### WORK TASK
Go through the entries, filter for the word "handbag", and copy every line that has it.

Records drawn from a dataset:
────────────────────────────────────────

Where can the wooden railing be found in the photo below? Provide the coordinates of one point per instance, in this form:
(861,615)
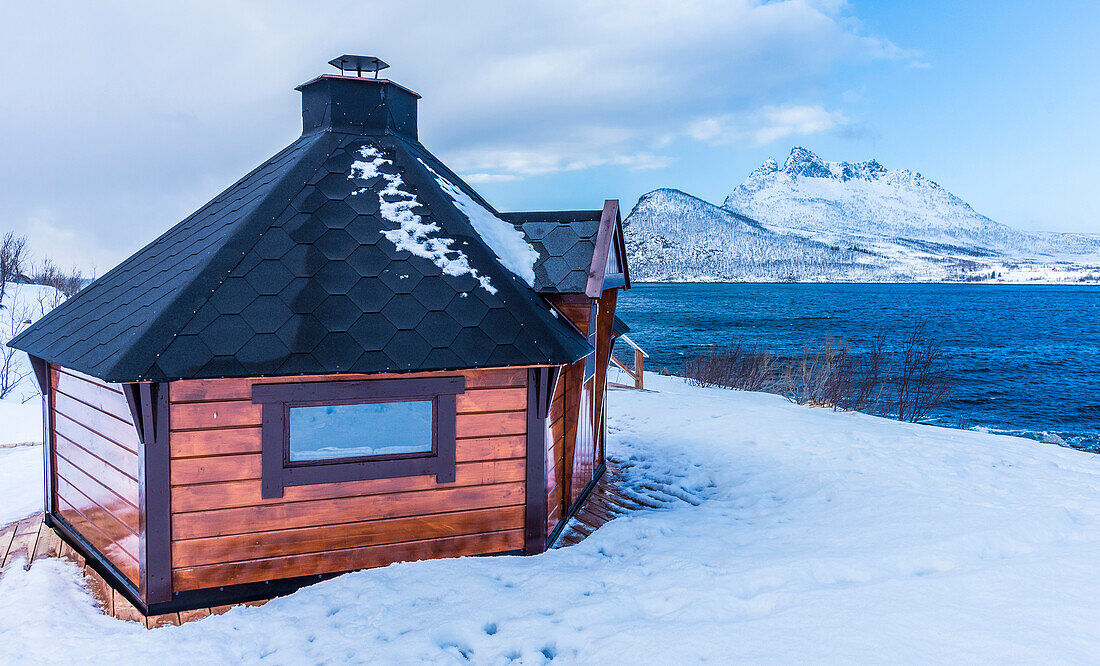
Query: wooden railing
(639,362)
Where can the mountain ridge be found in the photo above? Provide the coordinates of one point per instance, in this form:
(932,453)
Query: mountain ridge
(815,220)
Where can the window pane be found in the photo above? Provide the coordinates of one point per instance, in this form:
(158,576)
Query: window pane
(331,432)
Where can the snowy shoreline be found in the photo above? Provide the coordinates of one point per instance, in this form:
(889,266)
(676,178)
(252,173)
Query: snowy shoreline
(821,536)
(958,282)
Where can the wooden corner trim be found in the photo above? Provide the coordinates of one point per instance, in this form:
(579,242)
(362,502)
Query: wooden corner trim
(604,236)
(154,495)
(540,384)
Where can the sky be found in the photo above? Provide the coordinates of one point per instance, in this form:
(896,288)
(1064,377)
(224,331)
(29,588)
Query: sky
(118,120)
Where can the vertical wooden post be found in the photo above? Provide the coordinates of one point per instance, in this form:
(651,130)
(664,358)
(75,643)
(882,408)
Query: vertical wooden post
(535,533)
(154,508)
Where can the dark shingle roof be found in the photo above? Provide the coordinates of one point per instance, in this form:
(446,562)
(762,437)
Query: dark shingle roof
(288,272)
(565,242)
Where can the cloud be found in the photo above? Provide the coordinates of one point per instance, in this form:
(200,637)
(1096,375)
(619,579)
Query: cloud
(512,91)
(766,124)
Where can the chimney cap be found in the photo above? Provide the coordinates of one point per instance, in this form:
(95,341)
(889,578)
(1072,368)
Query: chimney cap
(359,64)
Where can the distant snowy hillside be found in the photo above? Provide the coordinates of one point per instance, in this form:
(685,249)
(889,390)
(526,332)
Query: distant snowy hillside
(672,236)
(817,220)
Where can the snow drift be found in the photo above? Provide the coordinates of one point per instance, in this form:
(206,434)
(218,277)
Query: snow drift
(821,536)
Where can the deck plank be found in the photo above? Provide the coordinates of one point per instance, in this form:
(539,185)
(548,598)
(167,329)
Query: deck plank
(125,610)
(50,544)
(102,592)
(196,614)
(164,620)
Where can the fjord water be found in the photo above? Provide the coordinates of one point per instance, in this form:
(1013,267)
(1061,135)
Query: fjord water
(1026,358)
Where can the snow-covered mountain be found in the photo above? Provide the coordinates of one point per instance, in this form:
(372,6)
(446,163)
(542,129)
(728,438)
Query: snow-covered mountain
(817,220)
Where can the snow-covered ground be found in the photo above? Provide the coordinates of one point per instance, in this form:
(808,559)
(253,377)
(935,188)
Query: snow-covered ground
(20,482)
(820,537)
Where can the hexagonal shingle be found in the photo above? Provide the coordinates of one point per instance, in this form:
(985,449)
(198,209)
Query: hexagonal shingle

────────────────────────────────────────

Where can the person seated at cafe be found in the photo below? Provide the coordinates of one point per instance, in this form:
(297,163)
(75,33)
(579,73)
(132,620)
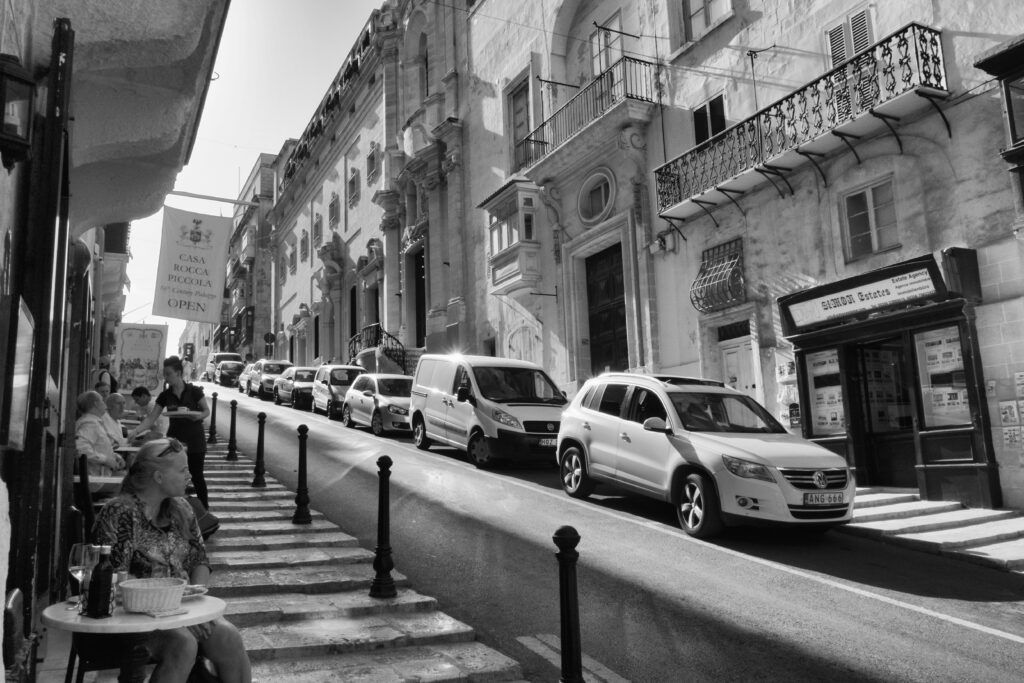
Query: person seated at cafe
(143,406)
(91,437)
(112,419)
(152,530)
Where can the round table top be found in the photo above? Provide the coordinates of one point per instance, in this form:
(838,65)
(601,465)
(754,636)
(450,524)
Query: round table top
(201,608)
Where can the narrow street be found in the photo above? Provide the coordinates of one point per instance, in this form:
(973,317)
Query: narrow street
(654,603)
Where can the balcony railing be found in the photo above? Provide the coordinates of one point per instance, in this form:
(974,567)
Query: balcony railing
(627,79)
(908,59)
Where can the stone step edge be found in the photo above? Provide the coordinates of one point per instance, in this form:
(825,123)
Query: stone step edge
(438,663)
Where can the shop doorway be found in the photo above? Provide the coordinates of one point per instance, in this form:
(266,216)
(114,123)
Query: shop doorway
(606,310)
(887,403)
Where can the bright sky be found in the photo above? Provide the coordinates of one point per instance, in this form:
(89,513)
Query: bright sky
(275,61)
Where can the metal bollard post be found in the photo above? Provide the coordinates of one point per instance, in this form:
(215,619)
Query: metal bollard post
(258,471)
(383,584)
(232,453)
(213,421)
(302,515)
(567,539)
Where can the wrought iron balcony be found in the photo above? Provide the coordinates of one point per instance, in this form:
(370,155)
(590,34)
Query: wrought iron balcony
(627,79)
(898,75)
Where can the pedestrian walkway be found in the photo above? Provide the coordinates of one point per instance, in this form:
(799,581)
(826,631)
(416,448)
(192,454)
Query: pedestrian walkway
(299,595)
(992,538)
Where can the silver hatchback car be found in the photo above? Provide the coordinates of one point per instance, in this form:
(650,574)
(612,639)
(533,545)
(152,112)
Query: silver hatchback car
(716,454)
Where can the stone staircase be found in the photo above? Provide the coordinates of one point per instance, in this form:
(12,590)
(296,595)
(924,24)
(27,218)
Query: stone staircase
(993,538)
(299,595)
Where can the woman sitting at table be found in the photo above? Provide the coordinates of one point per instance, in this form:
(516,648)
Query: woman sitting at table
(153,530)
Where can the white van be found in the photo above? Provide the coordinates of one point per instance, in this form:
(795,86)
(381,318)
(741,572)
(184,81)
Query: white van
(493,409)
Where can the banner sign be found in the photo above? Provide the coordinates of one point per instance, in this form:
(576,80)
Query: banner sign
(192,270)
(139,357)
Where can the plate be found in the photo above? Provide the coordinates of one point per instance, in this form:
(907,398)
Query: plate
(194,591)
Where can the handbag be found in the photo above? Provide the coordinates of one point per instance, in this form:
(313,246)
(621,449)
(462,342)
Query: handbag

────────────────────────────────────────

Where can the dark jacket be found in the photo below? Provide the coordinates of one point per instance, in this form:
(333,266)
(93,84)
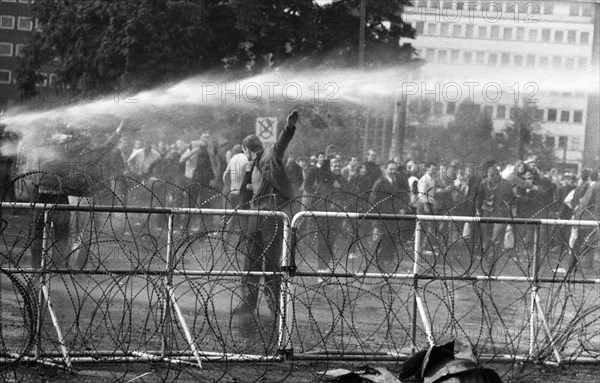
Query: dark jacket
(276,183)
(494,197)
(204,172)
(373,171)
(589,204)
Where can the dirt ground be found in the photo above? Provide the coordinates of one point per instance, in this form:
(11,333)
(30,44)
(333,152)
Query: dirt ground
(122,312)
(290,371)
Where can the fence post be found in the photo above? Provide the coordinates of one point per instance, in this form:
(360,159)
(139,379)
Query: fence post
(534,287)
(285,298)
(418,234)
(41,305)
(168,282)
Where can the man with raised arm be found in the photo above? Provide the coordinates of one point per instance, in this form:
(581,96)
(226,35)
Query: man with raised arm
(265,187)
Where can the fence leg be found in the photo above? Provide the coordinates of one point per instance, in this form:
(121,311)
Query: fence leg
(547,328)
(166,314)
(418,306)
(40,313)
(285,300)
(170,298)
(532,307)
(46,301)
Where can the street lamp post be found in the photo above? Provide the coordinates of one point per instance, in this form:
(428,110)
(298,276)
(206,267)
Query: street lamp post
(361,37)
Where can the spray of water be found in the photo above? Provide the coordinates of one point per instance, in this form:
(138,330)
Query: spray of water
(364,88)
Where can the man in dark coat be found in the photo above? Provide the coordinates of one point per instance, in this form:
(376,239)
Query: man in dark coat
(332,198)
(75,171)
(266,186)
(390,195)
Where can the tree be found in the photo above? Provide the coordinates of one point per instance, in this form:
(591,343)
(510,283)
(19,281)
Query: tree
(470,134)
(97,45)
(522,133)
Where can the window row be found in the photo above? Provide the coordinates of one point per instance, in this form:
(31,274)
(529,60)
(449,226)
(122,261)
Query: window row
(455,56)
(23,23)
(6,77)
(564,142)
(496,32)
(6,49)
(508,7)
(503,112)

────────────────────────────────────────

### YOUR RESPONSE
Where can the handbag be found in the photo above? Provide the coordinates of one point per instance, in this form:
Query: handbag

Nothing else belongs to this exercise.